● Challenge
Lay out the records below as a Markdown table with the columns "Row" and "Line", numbering each row and omitting blank lines. Include only the stretch that opens with the line containing "Mark the innermost point of each instance of the snow" and closes with the line containing "(1125, 167)", with both of those lines included.

● Provided data
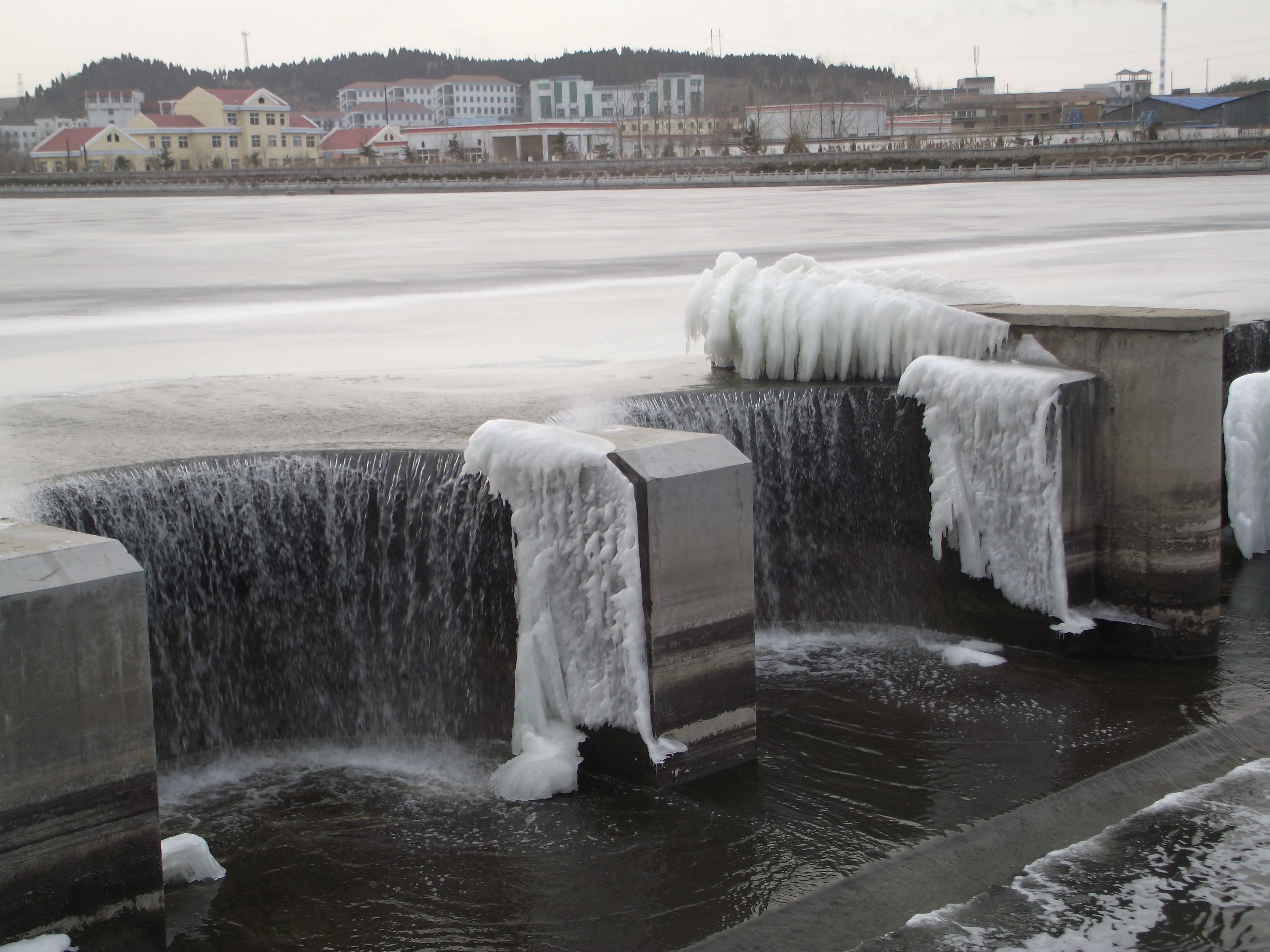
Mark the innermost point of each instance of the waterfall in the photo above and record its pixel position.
(843, 506)
(303, 596)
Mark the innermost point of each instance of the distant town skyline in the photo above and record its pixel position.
(1029, 45)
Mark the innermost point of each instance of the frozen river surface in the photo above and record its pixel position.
(149, 328)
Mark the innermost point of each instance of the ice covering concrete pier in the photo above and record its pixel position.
(695, 501)
(79, 807)
(1157, 462)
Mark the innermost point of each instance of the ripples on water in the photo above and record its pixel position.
(868, 741)
(1191, 873)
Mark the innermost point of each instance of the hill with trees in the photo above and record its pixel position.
(732, 82)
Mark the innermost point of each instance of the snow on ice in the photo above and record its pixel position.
(996, 474)
(52, 942)
(186, 858)
(581, 658)
(1247, 461)
(802, 320)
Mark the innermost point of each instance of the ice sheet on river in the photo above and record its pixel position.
(802, 320)
(581, 658)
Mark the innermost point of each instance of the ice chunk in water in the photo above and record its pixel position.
(580, 658)
(996, 474)
(801, 320)
(985, 654)
(1246, 427)
(186, 858)
(54, 942)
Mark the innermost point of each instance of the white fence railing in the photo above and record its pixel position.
(1125, 167)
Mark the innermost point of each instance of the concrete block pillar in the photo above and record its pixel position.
(79, 805)
(1157, 460)
(694, 494)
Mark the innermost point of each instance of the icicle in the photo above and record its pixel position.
(998, 474)
(801, 320)
(1247, 462)
(581, 657)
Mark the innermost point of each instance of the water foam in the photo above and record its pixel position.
(1191, 871)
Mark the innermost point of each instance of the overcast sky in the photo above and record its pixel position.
(1030, 45)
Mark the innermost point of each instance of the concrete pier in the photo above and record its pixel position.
(79, 807)
(695, 496)
(1157, 462)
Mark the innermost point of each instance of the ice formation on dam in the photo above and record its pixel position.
(187, 858)
(1246, 427)
(996, 474)
(802, 320)
(581, 657)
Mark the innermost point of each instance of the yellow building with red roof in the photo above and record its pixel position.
(206, 129)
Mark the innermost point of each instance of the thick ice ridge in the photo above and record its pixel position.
(1247, 461)
(998, 474)
(581, 657)
(801, 320)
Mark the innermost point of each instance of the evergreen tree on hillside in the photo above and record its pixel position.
(313, 84)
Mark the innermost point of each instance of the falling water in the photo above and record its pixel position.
(313, 596)
(843, 506)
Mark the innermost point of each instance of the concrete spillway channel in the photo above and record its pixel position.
(373, 594)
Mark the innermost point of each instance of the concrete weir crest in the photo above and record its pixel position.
(695, 504)
(1156, 462)
(79, 805)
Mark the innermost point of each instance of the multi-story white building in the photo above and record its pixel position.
(427, 102)
(817, 122)
(20, 138)
(671, 94)
(112, 106)
(562, 98)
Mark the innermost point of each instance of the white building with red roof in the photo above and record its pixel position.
(365, 147)
(230, 129)
(206, 129)
(453, 101)
(102, 149)
(514, 141)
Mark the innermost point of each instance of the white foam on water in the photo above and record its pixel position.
(431, 768)
(898, 667)
(581, 655)
(996, 474)
(1191, 871)
(985, 654)
(801, 320)
(1246, 427)
(187, 858)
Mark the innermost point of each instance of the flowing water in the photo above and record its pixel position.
(333, 640)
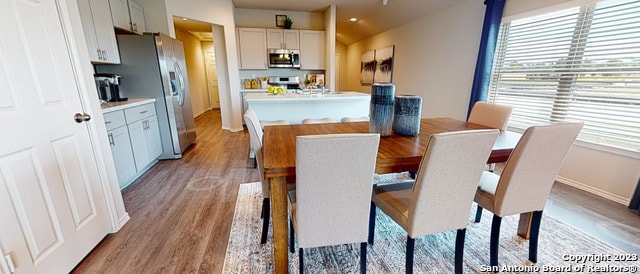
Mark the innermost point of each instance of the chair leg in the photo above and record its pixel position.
(372, 222)
(409, 262)
(292, 236)
(533, 236)
(495, 240)
(363, 258)
(459, 249)
(301, 258)
(266, 207)
(478, 214)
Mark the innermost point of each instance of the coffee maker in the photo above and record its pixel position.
(108, 87)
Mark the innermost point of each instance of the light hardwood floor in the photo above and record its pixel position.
(181, 210)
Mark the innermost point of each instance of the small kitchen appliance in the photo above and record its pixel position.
(109, 87)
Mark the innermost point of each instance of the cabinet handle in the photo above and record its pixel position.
(111, 142)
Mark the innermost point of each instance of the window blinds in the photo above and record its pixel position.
(579, 64)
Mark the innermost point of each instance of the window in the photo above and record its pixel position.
(579, 64)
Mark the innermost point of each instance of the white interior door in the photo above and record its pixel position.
(52, 209)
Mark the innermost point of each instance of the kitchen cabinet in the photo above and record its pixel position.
(283, 39)
(118, 134)
(252, 44)
(128, 15)
(134, 136)
(98, 30)
(312, 49)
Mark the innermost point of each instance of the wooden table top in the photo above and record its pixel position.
(396, 153)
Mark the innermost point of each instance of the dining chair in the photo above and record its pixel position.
(525, 181)
(319, 121)
(255, 138)
(332, 199)
(259, 131)
(440, 199)
(354, 119)
(490, 115)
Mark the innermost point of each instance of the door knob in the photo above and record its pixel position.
(81, 117)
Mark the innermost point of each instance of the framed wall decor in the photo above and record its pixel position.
(280, 20)
(384, 65)
(367, 67)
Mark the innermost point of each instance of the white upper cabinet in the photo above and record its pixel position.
(312, 49)
(283, 39)
(98, 31)
(128, 15)
(252, 43)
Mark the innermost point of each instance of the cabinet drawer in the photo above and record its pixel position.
(114, 119)
(139, 112)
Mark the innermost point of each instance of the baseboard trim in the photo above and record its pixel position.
(593, 190)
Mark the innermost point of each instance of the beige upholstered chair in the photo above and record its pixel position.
(261, 124)
(318, 121)
(331, 203)
(490, 115)
(255, 138)
(441, 197)
(526, 180)
(354, 119)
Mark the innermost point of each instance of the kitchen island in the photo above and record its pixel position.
(295, 107)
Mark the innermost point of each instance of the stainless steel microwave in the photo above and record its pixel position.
(284, 58)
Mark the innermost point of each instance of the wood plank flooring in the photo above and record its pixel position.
(181, 210)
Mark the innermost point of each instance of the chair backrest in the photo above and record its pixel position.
(490, 115)
(255, 137)
(447, 180)
(319, 121)
(532, 167)
(334, 182)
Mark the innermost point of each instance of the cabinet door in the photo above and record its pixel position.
(275, 38)
(122, 155)
(120, 14)
(98, 31)
(139, 143)
(253, 48)
(291, 39)
(152, 136)
(138, 22)
(312, 49)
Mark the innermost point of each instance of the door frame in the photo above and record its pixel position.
(83, 70)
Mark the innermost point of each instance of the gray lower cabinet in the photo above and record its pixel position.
(135, 142)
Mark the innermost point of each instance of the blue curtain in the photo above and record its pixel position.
(490, 27)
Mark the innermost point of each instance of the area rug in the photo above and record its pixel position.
(561, 248)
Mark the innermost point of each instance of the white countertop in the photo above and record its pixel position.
(132, 102)
(341, 95)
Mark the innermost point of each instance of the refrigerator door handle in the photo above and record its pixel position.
(180, 85)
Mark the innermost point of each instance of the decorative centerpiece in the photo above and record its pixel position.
(276, 90)
(381, 108)
(407, 114)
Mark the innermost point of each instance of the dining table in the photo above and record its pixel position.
(396, 153)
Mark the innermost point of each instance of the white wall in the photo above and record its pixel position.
(434, 57)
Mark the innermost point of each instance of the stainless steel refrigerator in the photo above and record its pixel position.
(153, 66)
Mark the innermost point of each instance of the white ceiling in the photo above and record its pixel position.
(374, 17)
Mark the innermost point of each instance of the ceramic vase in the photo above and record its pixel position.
(381, 108)
(407, 114)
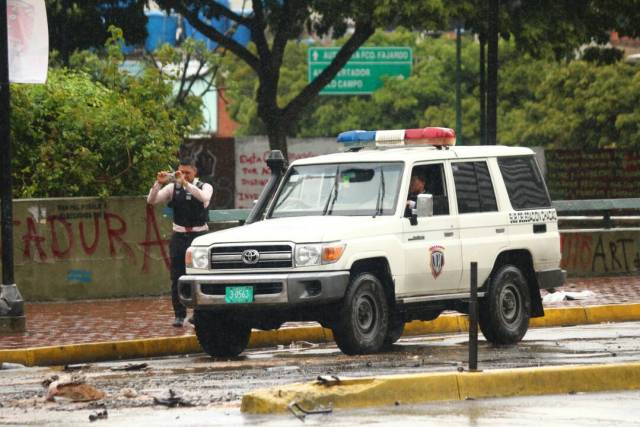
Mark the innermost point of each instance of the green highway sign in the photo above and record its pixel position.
(363, 73)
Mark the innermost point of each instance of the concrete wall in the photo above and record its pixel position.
(601, 253)
(252, 172)
(83, 248)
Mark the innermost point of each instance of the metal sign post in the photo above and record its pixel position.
(11, 303)
(473, 319)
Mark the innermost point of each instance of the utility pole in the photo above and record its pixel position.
(492, 73)
(458, 86)
(11, 303)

● Full answer
| Row | Line |
|---|---|
| 1 | Mark the innermost point of each instance of the snow on ice in the photo above and record its pixel position. |
| 2 | (996, 474) |
| 3 | (52, 942) |
| 4 | (186, 858) |
| 5 | (581, 658) |
| 6 | (1247, 461) |
| 7 | (802, 320) |
| 8 | Mark the innermost point of each instance of the ice sheet on river in the photo above and record its pixel position. |
| 9 | (802, 320) |
| 10 | (581, 658) |
| 11 | Mark the innermost point of each instance of the ice chunk in water in the photo above and record its pixel position. |
| 12 | (580, 658) |
| 13 | (996, 474) |
| 14 | (801, 320) |
| 15 | (985, 654) |
| 16 | (1246, 427) |
| 17 | (186, 858) |
| 18 | (54, 942) |
| 19 | Mark the innermost point of each instance of the white fence railing in the photo above and record its pixel position. |
| 20 | (1125, 167) |